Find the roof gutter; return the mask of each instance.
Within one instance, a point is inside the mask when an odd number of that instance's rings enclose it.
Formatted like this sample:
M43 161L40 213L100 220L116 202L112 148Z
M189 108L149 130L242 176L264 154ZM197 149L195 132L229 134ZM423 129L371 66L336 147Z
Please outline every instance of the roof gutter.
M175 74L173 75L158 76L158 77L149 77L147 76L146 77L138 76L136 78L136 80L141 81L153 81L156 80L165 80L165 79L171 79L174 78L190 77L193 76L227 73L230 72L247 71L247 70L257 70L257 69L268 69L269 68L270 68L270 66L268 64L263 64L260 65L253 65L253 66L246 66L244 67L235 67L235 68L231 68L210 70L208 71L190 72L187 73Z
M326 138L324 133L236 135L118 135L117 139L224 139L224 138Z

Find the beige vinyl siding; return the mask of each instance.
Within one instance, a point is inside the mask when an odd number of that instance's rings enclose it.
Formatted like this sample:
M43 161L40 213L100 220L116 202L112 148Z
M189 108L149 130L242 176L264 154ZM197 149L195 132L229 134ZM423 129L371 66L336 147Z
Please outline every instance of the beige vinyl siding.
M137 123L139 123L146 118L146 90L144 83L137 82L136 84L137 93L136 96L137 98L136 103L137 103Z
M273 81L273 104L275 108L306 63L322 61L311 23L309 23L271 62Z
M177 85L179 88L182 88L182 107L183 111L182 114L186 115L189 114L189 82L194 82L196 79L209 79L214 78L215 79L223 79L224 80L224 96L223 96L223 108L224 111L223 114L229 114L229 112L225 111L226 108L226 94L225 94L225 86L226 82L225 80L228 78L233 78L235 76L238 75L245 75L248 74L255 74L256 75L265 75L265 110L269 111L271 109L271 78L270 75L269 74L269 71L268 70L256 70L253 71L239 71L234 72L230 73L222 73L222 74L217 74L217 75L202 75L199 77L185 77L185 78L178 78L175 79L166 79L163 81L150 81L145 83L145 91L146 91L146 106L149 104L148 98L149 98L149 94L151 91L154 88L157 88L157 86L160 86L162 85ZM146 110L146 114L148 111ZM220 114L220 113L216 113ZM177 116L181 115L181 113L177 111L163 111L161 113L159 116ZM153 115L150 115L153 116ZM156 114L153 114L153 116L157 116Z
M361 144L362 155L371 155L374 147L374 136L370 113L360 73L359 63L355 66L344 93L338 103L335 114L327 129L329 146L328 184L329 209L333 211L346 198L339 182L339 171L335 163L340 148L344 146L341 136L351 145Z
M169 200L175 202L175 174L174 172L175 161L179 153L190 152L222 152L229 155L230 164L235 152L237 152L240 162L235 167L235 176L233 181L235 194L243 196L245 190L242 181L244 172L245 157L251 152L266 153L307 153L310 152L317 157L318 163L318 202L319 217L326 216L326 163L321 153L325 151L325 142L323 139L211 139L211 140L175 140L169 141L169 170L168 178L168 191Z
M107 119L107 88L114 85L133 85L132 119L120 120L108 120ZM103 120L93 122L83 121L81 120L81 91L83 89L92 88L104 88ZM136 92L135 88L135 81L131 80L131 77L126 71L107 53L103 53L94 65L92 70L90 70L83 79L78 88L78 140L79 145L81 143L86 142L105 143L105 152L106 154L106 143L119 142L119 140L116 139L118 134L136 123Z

——————

> **STATED PROBLEM**
Copy every item above word for word, keeping each line as it appears.

> **FULL OUTPUT**
Find the roof gutter; return the mask of each instance.
Within one instance, a point is inside the mask when an odd number of that instance's rings enclose it.
Formatted like this sample:
M43 161L40 213L100 220L116 202L112 148Z
M189 108L149 130L242 176L264 154ZM197 149L195 132L229 134ZM423 129L371 66L336 147Z
Please outline every instance of the roof gutter.
M175 74L173 75L158 76L158 77L149 77L147 76L146 77L138 76L136 78L136 80L141 81L153 81L156 80L165 80L165 79L171 79L174 78L190 77L193 76L227 73L230 72L247 71L247 70L257 70L257 69L268 69L269 68L270 68L270 66L268 64L263 64L260 65L253 65L253 66L246 66L244 67L235 67L235 68L231 68L210 70L208 71L190 72L187 73Z
M326 138L324 133L236 135L118 135L117 139L224 139L224 138Z

Find the beige vinyl siding; return the mask of each instance.
Within one instance, a point is inside the mask when an odd number of that instance's rings enclose it.
Formatted like this sample:
M43 161L40 213L100 220L116 202L112 148Z
M189 108L149 130L242 176L264 154ZM197 149L195 132L229 134ZM423 129L371 66L336 147Z
Please outline every instance of the beige vinyl siding.
M137 123L139 123L146 118L146 90L144 83L137 82L136 84L137 93L136 96L137 98L136 103L137 103Z
M273 81L273 104L275 108L306 63L322 61L311 23L309 23L271 62Z
M177 85L179 88L182 88L182 107L183 111L182 114L186 115L189 114L189 82L194 82L196 79L209 79L214 78L215 79L223 79L224 80L224 96L223 96L223 108L224 111L223 114L229 114L229 112L225 111L226 108L226 94L225 94L225 86L226 82L225 80L228 78L233 78L235 76L238 75L245 75L248 74L255 74L256 75L265 75L265 110L269 111L271 109L271 78L270 75L269 74L269 71L268 70L256 70L253 71L239 71L234 72L230 73L222 73L222 74L217 74L217 75L202 75L199 77L185 77L185 78L178 78L175 79L166 79L163 81L150 81L145 83L145 91L146 91L146 106L149 104L148 98L149 98L149 94L151 91L154 88L157 88L157 86L160 86L162 85ZM146 110L146 114L148 111ZM220 114L220 113L216 113ZM177 116L181 115L181 113L177 111L163 111L161 113L159 116ZM153 115L150 115L153 116ZM156 114L153 114L153 116L157 116Z
M361 144L362 155L371 155L374 147L374 136L370 113L360 73L359 63L355 66L344 93L338 103L335 114L327 129L329 146L328 184L329 209L333 211L346 198L339 182L339 171L335 163L340 148L344 146L341 136L351 145Z
M169 200L175 202L175 174L174 172L175 161L179 153L190 152L222 152L229 155L230 164L235 152L237 152L240 162L235 167L235 176L233 181L235 194L243 196L245 190L242 181L244 172L245 157L251 152L266 153L307 153L310 152L317 157L318 163L318 202L319 217L326 216L326 163L321 153L325 151L325 142L323 139L211 139L211 140L175 140L169 141L169 170L168 178L168 191Z
M107 119L107 88L114 85L133 85L132 119L120 120L108 120ZM103 120L93 122L83 121L81 120L81 91L83 89L92 88L104 88ZM136 92L135 88L135 81L131 80L131 77L126 71L107 53L103 53L94 65L92 70L90 70L83 79L78 88L78 140L79 145L81 143L86 142L105 143L105 152L106 154L106 143L119 142L119 140L116 139L118 134L136 123Z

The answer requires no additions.